◆ SELECTED EXTRACT:
★ ★ ★ ★ ★ ★ ★

But he had his cerebral side too. In the early 1970s he was sharing a house with a bunch of professionals, including people from the advertising industry. Mr Duvauchelle found himself joining in their brainstorming sessions, and after a while agencies started to employ him just to think. He was soon earning so much that he could spend two weeks every month on holiday.

This was the protest era and Mr Duvauchelle protested, but in a singularly intellectual (French) way. "I was involved in an anti-psychiatric group," he says, explaining that his interest had been aroused when he read Freud at 15, and that he had spent five months working in a mental hospital "to find out how crazy people are treated".

He got married at 24 and "became conventional for 15 years". He did well, rising rapidly through Citroen, where he learned about factories, before being headhunted to organise diversification at the private construction giant Bouygues. In six years he acquired so many companies that turnover went from Fr10bn (pounds 1.2bn) to Fr55bn. He was a protege of Francis Bouygues "who gave a chance to young people - he trusted me". He also learned the secret of good management. "You need to know which technology to use, and also how to get people to work together. In any company there must be something magic to link people together: probably I have this talent."

When Mr Bouygues fell ill Mr Duvauchelle bailed out. At 38 he was one of the top 15 people in the company, he had made a lot of money, and he decided it was time to start off on his own. He had plenty of merchant banking contacts, and after three months he heard Meccano was for sale. The bankers were worried it would be too small for him. "I said Meccano, Meccano - for me it was big. I could not believe it would be small."

That Meccano was still alive at all was something of a miracle. From its peak in the 1950s the British group had slippeddownwards, unable to keep up with changing children's tastes. After several ownership changes it collapsed in 1980. That was not the end of the brand though. In the 1920s Meccano had set up a factory in France - many French children, including the young Duvauchelle, grew up assuming it was a domestic product. In 1971, during one of the ownership shifts, the French operation was bought by the US group General Mills.

Not that this involvement was happy: Meccano was in a sorry state when it was sold to a French accountant, Marc Rebibo, in 1985. He brought the company under control but did not invest; when he put it on the market in 1989 it was very much a tiny operation.

Mr Duvauchelle leapt at the opportunity because he was looking for an industrial consumer products company; that it was also a famous brand was a bonus. His financiers told him to close the factory and import the parts from Asia. He would not. "I like factories, it's a very personal thing," he says. He also reckoned the 15 per cent cost-saving from importing would be more than balanced by the extra flexibility of manufacturing close to the market.

He set about rebuilding the brand with gusto. Hiring bright young managers (70 per cent of his staff are female - "I like women," he says) he marketed aggressively, first in France, then in Britain and the USA. At first the traditional hobbyists were suspicious of his concentration on the children's market. "We said you can help us by helping kids' perceptions. It took us five years to convince them that children were more important than adults. Now they set up play areas at their exhibitions."

The toy industry is dominated by a handful of giants, mostly American, who are always on the lookout for companies to gobble. Last year one of the biggest, Mattel, laid siege to Meccano, and for nine months he fought frantically to rally his shareholders. He succeeded by the skin of his teeth. Mattel ended up with 45 per cent of the shares pledged. But there is a silver lining for Mr Duvauchelle. He purged the disloyal shareholders, and now owns 55 per cent of the company.

He does have his exit planned. In two or three years' time, he says, he will hand over to the managers he has trained, and look for other things to do. These will include sculpture, writing essays and having dinner with girls (he divorced four years ago). In other words, he will continue being very French.

★ ★ ★ ★ ★ ★ ★

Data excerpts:
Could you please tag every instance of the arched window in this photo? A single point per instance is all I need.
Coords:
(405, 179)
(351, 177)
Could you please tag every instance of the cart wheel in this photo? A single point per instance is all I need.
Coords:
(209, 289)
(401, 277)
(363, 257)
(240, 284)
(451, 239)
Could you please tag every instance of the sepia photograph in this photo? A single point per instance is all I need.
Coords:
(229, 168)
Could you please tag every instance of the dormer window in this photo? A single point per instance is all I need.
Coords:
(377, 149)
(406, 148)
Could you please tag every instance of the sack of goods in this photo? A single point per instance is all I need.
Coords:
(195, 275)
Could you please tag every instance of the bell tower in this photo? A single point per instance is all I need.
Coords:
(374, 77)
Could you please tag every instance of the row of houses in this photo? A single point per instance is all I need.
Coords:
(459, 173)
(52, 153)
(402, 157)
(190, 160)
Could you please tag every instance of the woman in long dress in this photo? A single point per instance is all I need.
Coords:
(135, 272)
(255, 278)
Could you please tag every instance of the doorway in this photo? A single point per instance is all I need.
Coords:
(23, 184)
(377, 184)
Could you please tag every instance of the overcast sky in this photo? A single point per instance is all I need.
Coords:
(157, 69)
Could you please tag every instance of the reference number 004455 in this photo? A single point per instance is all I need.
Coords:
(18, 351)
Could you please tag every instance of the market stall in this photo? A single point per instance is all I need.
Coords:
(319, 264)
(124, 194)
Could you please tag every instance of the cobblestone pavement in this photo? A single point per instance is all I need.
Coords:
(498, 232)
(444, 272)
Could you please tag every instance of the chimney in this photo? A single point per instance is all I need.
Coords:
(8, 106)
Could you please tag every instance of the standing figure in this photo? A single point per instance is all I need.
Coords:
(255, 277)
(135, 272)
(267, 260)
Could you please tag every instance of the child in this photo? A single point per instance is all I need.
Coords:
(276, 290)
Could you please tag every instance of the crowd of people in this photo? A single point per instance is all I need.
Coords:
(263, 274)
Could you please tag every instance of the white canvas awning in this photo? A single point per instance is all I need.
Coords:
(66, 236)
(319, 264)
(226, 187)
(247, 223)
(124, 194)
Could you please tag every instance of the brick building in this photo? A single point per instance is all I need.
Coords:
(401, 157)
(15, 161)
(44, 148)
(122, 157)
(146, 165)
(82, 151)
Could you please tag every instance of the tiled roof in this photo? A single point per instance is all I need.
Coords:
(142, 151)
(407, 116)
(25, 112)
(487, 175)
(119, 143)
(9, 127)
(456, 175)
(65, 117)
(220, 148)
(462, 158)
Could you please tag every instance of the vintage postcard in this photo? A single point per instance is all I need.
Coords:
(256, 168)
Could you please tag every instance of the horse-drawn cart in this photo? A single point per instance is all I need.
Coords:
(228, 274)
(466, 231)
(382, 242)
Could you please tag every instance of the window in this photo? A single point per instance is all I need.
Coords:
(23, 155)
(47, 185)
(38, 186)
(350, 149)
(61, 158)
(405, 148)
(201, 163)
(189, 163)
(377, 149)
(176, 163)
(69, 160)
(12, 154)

★ ★ ★ ★ ★ ★ ★

◆ WORK ORDER 1:
Name every company that the Duvauchelle profile mentions.
◆ WORK ORDER 2:
According to the Duvauchelle profile, what percentage of Meccano does Mr Duvauchelle now own?
◆ WORK ORDER 3:
Transcribe the Duvauchelle profile, starting at "But he had his" and ending at "month on holiday.".

◆ WORKED SOLUTION 1:
Citroen, Bouygues, Meccano, General Mills, Mattel

◆ WORKED SOLUTION 2:
55 per cent

◆ WORKED SOLUTION 3:
But he had his cerebral side too. In the early 1970s he was sharing a house with a bunch of professionals, including people from the advertising industry. Mr Duvauchelle found himself joining in their brainstorming sessions, and after a while agencies started to employ him just to think. He was soon earning so much that he could spend two weeks every month on holiday.